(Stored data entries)
□ □ □ □

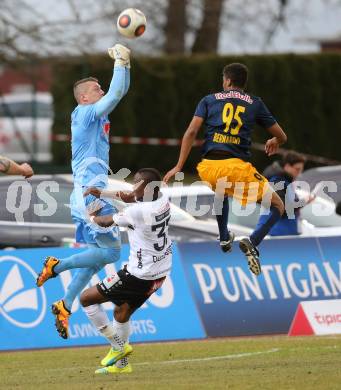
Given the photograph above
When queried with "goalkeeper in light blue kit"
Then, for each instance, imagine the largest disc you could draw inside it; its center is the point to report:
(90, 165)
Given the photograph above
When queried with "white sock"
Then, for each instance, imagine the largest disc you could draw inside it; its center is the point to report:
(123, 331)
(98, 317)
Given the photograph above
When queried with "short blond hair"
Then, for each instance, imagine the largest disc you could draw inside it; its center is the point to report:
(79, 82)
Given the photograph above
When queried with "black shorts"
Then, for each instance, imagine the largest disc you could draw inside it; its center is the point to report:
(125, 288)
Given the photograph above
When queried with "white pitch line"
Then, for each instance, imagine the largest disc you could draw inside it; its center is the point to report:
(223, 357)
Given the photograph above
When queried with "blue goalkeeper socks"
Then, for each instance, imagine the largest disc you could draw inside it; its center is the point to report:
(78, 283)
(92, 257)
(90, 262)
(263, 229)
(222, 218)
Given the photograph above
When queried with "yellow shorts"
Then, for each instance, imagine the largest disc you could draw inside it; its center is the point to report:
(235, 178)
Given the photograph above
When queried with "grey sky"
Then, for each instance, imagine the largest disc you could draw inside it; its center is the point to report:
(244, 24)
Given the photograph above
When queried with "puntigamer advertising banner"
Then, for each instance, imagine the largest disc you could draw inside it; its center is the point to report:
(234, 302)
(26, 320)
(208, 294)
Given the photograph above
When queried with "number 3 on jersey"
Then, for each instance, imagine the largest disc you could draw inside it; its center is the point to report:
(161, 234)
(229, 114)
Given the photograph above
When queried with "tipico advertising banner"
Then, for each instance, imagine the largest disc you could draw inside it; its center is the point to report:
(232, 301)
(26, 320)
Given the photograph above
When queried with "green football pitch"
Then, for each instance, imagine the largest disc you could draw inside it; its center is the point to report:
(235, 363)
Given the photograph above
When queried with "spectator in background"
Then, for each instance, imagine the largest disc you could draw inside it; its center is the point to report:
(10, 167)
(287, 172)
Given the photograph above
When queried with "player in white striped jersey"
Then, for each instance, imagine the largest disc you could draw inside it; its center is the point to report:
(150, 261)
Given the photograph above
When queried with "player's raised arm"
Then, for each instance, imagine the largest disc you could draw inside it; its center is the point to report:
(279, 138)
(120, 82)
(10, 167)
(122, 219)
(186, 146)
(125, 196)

□ □ □ □

» Task item:
Among the lines of the data above, find those with the word "pitch" and show them.

» Solution for this problem:
When queried with "white pitch line"
When queried with "green football pitch"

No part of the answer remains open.